Records:
____________________

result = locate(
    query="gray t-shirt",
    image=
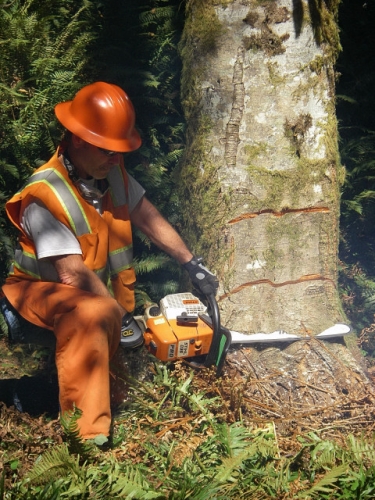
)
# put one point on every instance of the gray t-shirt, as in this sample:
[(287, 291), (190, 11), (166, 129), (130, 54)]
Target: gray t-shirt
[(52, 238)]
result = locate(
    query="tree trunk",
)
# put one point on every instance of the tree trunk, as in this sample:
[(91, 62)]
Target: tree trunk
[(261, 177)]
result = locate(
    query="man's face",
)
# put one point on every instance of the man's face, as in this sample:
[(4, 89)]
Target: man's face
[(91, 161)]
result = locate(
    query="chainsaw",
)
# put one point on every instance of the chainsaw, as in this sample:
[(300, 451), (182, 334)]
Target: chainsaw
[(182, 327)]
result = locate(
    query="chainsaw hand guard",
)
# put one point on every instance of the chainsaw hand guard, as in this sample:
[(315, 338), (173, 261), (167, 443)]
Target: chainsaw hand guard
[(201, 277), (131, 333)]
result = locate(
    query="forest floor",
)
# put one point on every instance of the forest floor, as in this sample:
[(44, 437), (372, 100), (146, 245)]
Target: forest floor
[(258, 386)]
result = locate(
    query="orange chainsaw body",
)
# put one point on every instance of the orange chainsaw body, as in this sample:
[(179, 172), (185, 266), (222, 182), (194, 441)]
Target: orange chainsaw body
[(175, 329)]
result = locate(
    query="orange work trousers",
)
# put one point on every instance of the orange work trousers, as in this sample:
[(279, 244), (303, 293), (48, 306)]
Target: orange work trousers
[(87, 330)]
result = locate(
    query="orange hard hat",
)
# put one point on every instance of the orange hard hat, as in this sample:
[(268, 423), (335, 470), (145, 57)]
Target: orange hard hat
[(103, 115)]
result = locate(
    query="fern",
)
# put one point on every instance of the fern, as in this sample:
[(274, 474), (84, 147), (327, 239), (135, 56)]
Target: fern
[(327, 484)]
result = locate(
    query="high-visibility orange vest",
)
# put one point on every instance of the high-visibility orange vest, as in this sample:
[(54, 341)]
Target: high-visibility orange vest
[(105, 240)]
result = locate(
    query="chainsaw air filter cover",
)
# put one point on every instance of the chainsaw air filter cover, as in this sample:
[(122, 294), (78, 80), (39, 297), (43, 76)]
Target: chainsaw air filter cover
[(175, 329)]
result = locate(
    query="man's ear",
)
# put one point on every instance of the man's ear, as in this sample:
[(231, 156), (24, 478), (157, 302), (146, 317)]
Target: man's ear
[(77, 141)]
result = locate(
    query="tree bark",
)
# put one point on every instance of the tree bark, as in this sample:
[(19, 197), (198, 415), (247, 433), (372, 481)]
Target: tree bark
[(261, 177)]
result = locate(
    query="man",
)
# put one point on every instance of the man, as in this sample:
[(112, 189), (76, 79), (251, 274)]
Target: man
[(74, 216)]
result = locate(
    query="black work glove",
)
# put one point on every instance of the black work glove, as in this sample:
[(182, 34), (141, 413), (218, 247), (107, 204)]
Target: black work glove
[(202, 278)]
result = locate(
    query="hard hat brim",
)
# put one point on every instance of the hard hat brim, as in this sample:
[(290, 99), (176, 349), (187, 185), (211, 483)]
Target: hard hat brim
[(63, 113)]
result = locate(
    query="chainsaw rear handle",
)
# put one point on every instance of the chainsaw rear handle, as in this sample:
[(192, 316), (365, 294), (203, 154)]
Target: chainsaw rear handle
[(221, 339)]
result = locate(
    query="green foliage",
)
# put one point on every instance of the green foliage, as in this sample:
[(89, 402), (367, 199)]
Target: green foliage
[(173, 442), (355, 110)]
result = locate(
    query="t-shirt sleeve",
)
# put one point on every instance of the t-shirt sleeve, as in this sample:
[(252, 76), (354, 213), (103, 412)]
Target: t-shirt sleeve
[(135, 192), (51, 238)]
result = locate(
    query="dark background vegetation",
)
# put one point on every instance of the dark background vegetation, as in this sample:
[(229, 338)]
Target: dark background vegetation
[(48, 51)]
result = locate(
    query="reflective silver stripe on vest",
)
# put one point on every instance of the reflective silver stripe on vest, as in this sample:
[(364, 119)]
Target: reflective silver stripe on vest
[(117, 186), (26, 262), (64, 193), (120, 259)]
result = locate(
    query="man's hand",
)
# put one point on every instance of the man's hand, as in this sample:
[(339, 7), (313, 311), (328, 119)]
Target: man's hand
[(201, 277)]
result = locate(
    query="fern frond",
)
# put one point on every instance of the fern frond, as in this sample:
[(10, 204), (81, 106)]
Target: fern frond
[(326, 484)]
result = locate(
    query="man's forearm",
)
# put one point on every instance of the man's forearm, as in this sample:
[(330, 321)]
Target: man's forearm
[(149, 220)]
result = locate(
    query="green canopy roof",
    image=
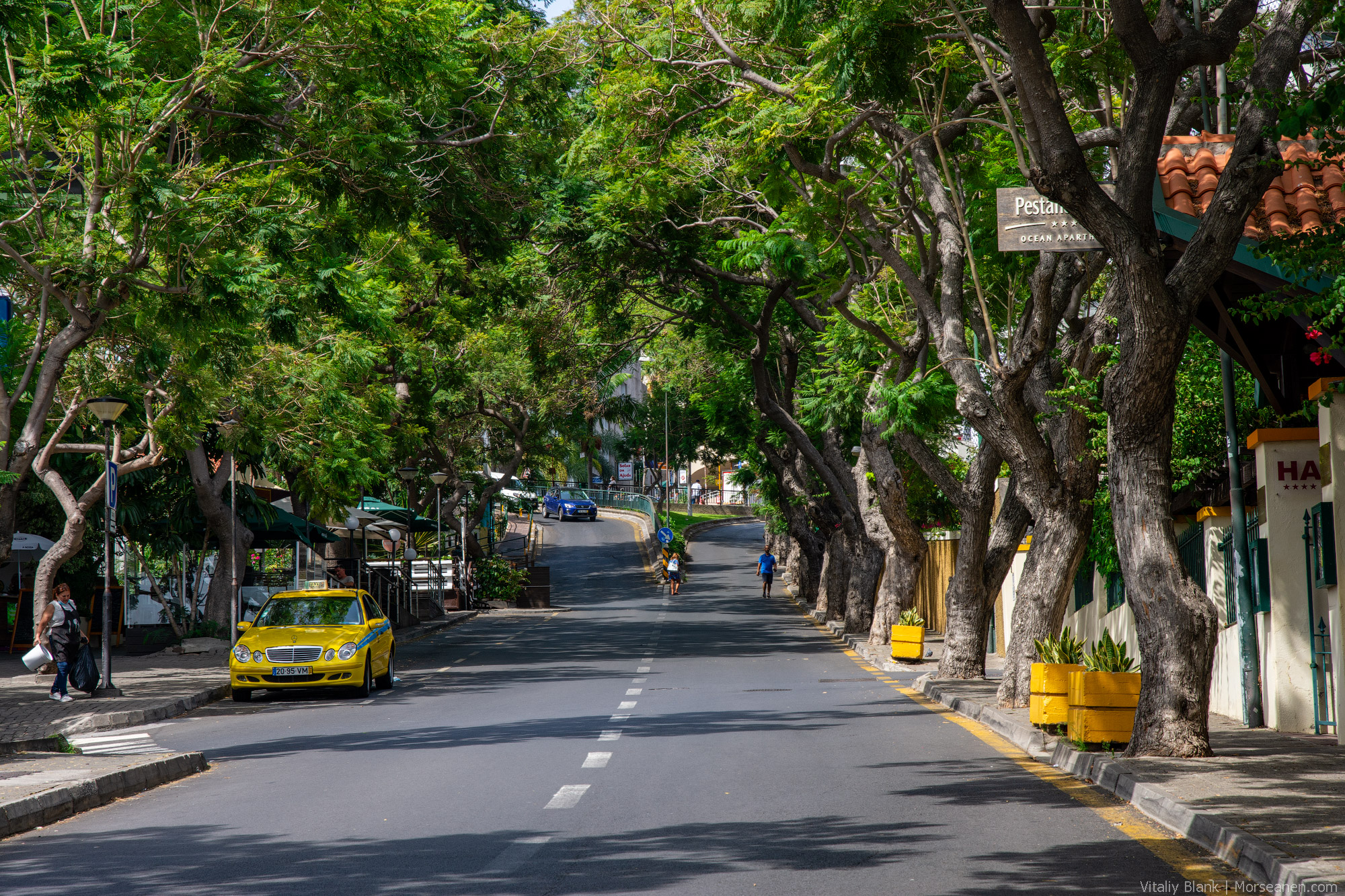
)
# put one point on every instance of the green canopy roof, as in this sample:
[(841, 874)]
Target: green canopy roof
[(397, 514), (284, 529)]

____________________

● Goal: Report every line of the rows above that contains the string "filter", matching case exactly.

● Exercise output:
    query="chainsaw air filter cover",
# put one point on every instance of the chainsaw air filter cover, as in this sample:
Target: chainsaw air filter cover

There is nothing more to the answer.